=== TEXT SHOWN ===
The first thing that is difficult about a QUANGO is to identify it. When I started to prepare for this debate I felt that I was embarking upon something like the hunting of the snark: the nature of the quarry seemed to change whenever it was defined. Two of the most generally accepted works on the species are Bowen's Survey of Fringe Bodies and the Civil Service Department's Directory of the Paid Public Appointments made by Ministers, both of which have been freely referred to. They were brought out within four months of each other and one might expect a degree of congruence, but the former lists 245 bodies, the latter 369. That is perhaps not surprising as the directory defines by the instituting authority and the survey by function. Bowen makes a gallant attempt at a universal definition of a fringe body and the noble Lord, Lord Davies of Leek, quoted it. Had he looked a little further back to the very beginning of the report he would have seen the Foreword written by the Department which accepted the report, which says categorically that "there is no single agreed definition of the term fringe body "Therefore, we are studying an unknown species.

My noble friends, whose instincts may rightly be—as my first instinct was— to oppose and curtail every unnecessary extension of authority, have rightly re- strained themselves from harrying it. We are not like elephant hunters or tiger trappers; we are in the position of Darwin, springing ashore from HMS "Beagle". And what do we find in QUANGO-land? We find a teeming population. We have already heard something of its size, and even using Bowen's very limited definition, we find an army of 184,000 whole and part-time employees, and a vastly greater one if we add those who are not paid. It is a sort of secondary system paralleling the Civil Service as the lymph glands parallel the circulation of the blood. What we need to know is whether the function it performs is as useful. This army disposes of £2,367 million of taxpayers' money. I do not find in the report a figure to show what proportion of that sum goes in salaries, expenses and staff costs and I hope the Minister will be able to give us those figures. Can he also tell us whether the figures under this head in Bowen are up to date? If not, have they changed; and, if so, by how much have they increased? I do not think anyone expects them to diminish.

I accept that we must keep an open mind about QUANGOs until we know more about them, but there are strong arguments for examination. For instance, there is a strong argument for the necessity for QUANGOs in many areas. It is necessary to interpose a buffer between the Government and a chosen sector where the Government decide the strategic policy and the body itself has to look after the sector which develops within it a sometimes quite ferocious set of tactical confrontations which it would not be proper for the Government to be involved in on one side or the other. Quite clearly, the University Grants Committee should be on any conservationist's list by those criteria.

I should further like to put it on record that even to attempt to begin to examine the workings of each of these bodies would be far beyond the scope of one week's debate, let alone one day's debate; and the noble Baroness, Lady White, when she suggested some sort of review committee, had something which I think should be examined. What we must do is to try to adduce general principles. What is it that we wish to determine? We want a whole list of things. We want to know the actual number of bodies, so far as we can define them; we want to know the extent of Government patronage. My noble friend has suggested that it is far greater than has been printed in any list so far. We want to know the extent of the powers that are delegated to QUANGOs, and what rights of appeal there are to those who are effectively governed by them. We want to know the extent of their use of our common resources in the form of taxpayer's money and we want to know their degree of accountability.
===
» EXPLORE THE MATERIAL
a - In the speech on QUANGOs, write out the passage that begins with "I accept that" and ends with "by those criteria.", substituting "cushion" for "buffer".
b - Carry the speech on QUANGOs forward from its final sentence.
=== ENTRIES SHOWN ===
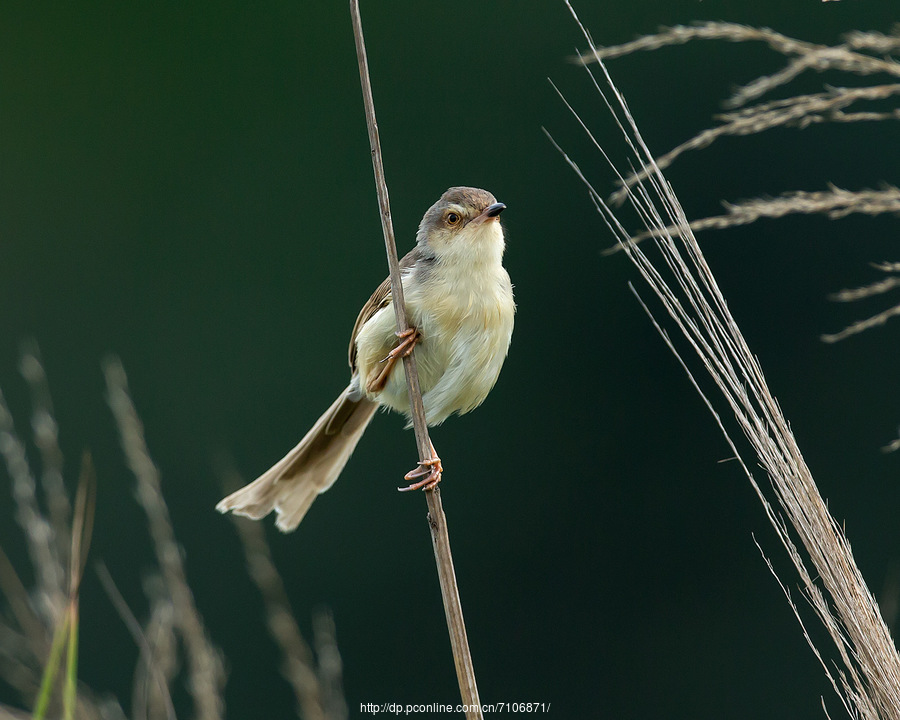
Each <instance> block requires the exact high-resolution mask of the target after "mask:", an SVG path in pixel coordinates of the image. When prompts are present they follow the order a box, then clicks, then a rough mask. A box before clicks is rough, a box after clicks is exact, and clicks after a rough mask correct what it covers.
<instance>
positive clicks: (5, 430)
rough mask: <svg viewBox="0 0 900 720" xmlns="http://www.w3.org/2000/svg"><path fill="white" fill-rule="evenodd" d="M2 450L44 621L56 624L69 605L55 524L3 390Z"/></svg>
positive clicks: (2, 413)
mask: <svg viewBox="0 0 900 720" xmlns="http://www.w3.org/2000/svg"><path fill="white" fill-rule="evenodd" d="M0 453H2V454H3V458H4V460H5V462H6V468H7V470H8V472H9V476H10V479H11V480H12V490H13V500H14V501H15V504H16V521H17V522H18V523H19V527H21V528H22V531H23V533H24V535H25V539H26V540H27V542H28V554H29V557H30V558H31V564H32V567H33V568H34V570H35V575H36V580H37V585H38V588H37V597H36V598H35V599H36V603H37V607H38V611H39V612H40V614H41V616H42V618H43V621H44V624H45V625H47V626H49V627H55V626H56V624H57V623H59V622H60V620H61V619H62V616H63V612H64V608H65V606H66V571H65V566H64V565H63V564H62V561H61V558H60V556H59V553H58V552H57V542H56V538H55V534H54V531H53V527H52V525H51V524H50V522H49V521H48V520H47V518H45V517H44V515H43V513H42V512H41V510H40V507H39V504H38V499H37V483H36V481H35V479H34V478H35V476H34V474H33V473H32V471H31V468H30V466H29V464H28V459H27V457H26V455H25V446H24V444H23V443H22V441H21V440H20V439H19V436H18V434H17V433H16V429H15V425H14V423H13V417H12V413H11V412H10V410H9V408H8V407H7V405H6V400H5V399H4V397H3V395H2V393H0Z"/></svg>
===
» RESULTS FOR THE EXERCISE
a -
I accept that we must keep an open mind about QUANGOs until we know more about them, but there are strong arguments for examination. For instance, there is a strong argument for the necessity for QUANGOs in many areas. It is necessary to interpose a cushion between the Government and a chosen sector where the Government decide the strategic policy and the body itself has to look after the sector which develops within it a sometimes quite ferocious set of tactical confrontations which it would not be proper for the Government to be involved in on one side or the other. Quite clearly, the University Grants Committee should be on any conservationist's list by those criteria.

b -
To start with number, this will, of course, depend on the vexed question of definition. What we are interested in are bodies that are controlled by persons other than full-time civil servants, appointed by or under arrangements made by Ministers of the Crown, which either receive or dispose of taxpayers' money for purposes defined by Act, by Charter, by regulation or by ministerial direction, or have regulatory powers similarly derived which affect the livelihoods of those to whom they are applied. This is a sweeping definition, but I think there is no point in trawling unless you have a wide net with a fine mesh, and it is going to be a much bigger haul than you get from Bowen or from the Directory.

My Lords, as far as possible, I shall throughout avoid particularising, but sometimes one can only arrive at generalities by looking at particularities. One was brought to everybody's notice yesterday in The Times. A pair of bodies were reported, the North East Development Board and the North East Economic Planning Council. Neither of those bodies appears in either of the books to which noble Lords have referred in preparation for this debate. The former is alleged in the paper to be financed in part by the county councils of the North East and partly by a grant of £275,000 of national or taxpayers' money. To whom is it accountable for that money? It seems from the report that there is some dispute or dissatisfaction among its local government sponsors about the way that money has been used. That need not concern us. What does concern us is the fact that it is the local government authorities who have made these allegations, if they are well-founded, and yet it is taxpayers' money as well as theirs that is at risk. This debate is, after all, in part about accountability.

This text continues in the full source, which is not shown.